What follows is a set of records; repeat all of them exactly.

> [Provided records]:

* begin *

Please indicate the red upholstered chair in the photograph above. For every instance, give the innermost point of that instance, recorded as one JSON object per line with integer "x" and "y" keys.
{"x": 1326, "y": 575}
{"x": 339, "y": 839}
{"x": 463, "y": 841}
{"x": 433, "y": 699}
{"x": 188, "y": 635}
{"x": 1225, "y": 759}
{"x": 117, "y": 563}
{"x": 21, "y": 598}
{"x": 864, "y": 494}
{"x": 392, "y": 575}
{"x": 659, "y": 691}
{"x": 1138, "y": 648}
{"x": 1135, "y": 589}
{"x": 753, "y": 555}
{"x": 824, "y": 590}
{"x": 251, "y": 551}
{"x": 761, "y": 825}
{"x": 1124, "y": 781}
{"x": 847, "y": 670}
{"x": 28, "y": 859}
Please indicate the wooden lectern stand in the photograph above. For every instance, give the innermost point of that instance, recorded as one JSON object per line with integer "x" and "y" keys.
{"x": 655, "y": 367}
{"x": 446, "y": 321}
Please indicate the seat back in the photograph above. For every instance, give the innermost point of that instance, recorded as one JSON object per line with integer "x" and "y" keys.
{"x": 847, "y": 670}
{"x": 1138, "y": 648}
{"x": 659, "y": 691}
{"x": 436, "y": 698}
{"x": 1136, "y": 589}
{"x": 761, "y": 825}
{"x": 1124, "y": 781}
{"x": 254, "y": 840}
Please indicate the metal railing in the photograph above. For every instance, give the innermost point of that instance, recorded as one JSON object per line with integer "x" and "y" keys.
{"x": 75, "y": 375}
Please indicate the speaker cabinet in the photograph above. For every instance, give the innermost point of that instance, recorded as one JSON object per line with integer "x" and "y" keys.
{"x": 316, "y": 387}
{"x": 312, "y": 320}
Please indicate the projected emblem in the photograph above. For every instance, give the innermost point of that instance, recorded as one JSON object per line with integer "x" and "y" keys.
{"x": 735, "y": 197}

* end *

> [Answer to the exercise]:
Please indicate the red upholstered chair in the photograph above. For every instance, give the innermost point of that instance, recorded as one JSON object per line with integer "x" and "y" keys.
{"x": 1326, "y": 575}
{"x": 339, "y": 839}
{"x": 463, "y": 841}
{"x": 433, "y": 699}
{"x": 188, "y": 635}
{"x": 1225, "y": 759}
{"x": 117, "y": 563}
{"x": 21, "y": 598}
{"x": 864, "y": 494}
{"x": 392, "y": 575}
{"x": 659, "y": 691}
{"x": 1138, "y": 648}
{"x": 1135, "y": 589}
{"x": 753, "y": 555}
{"x": 824, "y": 590}
{"x": 251, "y": 551}
{"x": 761, "y": 825}
{"x": 1124, "y": 781}
{"x": 847, "y": 670}
{"x": 28, "y": 859}
Please indicate the wooden lectern stand in the photograph above. For every instance, give the innermost point of that instance, recorded as one JSON object per line with integer "x" and "y" keys.
{"x": 655, "y": 367}
{"x": 446, "y": 321}
Please indicate the seat back in the photograph above. For every instance, give the innermost point of that instance, recorded as one JSON object per line with integer "x" and "y" keys.
{"x": 847, "y": 670}
{"x": 1138, "y": 648}
{"x": 659, "y": 691}
{"x": 436, "y": 698}
{"x": 1136, "y": 589}
{"x": 761, "y": 825}
{"x": 1124, "y": 781}
{"x": 254, "y": 840}
Please indicate the metal railing in the photograph above. For every instance, give the innermost point of that instance, recorded as one JSON object per line with integer "x" and "y" keys.
{"x": 75, "y": 375}
Please indicate the speaker cabinet in the photograph above. For every instance, give the innermost point of that instance, recorded as one JSON object per line with integer "x" and "y" keys.
{"x": 316, "y": 387}
{"x": 312, "y": 320}
Please indicate the projected emblem in the photograph above. For every instance, give the innermost point of that instance, recorded as one JSON object per line with integer "x" and "y" keys.
{"x": 735, "y": 197}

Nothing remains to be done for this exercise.